## DESCRIPTION OF THE TASK:
Select every line in the material below that contains the string "background", and copy each one out. Letter case matters.

Bounding box data excerpts
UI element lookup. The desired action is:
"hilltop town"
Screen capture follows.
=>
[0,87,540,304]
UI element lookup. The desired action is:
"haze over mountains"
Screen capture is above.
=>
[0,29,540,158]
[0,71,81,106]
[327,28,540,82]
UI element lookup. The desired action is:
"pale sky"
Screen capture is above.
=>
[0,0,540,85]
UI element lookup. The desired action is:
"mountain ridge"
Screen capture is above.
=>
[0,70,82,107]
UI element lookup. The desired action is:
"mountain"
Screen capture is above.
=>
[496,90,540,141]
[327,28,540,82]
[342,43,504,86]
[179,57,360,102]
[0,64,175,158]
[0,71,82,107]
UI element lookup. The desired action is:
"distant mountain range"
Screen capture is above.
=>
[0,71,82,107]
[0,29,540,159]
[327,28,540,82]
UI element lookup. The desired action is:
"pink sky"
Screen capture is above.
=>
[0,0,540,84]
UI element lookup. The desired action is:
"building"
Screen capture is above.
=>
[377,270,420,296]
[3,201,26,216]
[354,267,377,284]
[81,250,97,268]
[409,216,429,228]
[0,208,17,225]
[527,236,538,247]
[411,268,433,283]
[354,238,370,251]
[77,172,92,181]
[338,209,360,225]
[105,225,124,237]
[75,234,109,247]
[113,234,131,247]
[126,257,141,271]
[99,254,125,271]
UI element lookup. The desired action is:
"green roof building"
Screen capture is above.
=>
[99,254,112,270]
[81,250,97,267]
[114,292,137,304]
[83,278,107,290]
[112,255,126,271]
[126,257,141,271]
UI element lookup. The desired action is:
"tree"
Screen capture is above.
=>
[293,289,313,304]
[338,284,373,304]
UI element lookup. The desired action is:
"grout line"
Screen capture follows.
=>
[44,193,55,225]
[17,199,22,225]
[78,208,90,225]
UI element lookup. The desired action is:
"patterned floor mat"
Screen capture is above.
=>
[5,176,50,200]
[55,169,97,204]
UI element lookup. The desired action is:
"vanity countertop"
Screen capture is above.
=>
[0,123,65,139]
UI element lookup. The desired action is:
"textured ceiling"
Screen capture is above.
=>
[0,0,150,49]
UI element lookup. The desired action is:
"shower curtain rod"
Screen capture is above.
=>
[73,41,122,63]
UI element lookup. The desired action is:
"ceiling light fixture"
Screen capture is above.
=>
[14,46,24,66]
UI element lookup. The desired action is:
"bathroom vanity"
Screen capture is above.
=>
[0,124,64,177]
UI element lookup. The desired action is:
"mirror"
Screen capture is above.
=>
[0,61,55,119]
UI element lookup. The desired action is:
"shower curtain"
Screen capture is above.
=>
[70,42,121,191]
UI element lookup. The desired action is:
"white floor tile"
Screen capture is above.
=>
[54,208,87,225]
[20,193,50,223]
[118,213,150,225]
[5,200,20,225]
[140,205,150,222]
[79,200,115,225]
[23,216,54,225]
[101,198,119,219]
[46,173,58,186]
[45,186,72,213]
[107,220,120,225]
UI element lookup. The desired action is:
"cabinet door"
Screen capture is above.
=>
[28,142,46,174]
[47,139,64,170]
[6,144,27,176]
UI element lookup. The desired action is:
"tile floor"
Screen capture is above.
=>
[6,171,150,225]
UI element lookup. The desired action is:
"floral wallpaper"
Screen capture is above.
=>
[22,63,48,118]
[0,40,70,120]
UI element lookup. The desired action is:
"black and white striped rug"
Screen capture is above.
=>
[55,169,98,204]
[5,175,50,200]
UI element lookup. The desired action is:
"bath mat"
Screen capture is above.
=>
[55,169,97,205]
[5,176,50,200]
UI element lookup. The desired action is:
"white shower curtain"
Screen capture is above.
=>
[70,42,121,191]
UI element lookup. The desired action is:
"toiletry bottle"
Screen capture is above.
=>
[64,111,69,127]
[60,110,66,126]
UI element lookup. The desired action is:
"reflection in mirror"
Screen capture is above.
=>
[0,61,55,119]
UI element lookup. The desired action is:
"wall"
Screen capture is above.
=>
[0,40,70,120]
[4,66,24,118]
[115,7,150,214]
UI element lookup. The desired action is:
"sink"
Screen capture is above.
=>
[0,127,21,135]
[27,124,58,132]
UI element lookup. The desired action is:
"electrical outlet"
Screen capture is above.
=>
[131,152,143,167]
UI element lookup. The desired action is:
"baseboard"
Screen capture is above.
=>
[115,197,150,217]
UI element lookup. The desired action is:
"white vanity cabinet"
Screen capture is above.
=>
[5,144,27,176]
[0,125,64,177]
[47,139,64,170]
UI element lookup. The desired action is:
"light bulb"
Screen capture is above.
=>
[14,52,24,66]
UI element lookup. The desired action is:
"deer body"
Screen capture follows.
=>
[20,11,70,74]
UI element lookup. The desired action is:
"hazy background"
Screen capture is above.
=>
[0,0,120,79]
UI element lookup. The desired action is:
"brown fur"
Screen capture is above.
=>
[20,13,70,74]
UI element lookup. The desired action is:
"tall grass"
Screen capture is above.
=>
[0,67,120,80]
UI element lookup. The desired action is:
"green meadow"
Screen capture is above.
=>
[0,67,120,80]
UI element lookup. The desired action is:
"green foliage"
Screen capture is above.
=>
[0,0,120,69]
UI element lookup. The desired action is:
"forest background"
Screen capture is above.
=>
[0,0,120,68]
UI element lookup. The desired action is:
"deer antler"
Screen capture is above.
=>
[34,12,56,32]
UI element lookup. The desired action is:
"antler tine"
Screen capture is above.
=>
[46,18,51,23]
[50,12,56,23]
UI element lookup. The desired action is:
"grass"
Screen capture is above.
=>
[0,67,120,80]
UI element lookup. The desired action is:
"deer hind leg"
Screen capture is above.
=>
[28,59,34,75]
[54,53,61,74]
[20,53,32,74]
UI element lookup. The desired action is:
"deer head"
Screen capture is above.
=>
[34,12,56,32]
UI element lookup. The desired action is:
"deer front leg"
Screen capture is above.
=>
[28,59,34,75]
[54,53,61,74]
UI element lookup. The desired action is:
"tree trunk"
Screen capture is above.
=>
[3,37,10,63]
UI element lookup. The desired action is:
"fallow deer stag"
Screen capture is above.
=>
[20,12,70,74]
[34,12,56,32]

## TASK OUTPUT:
"hazy background"
"forest background"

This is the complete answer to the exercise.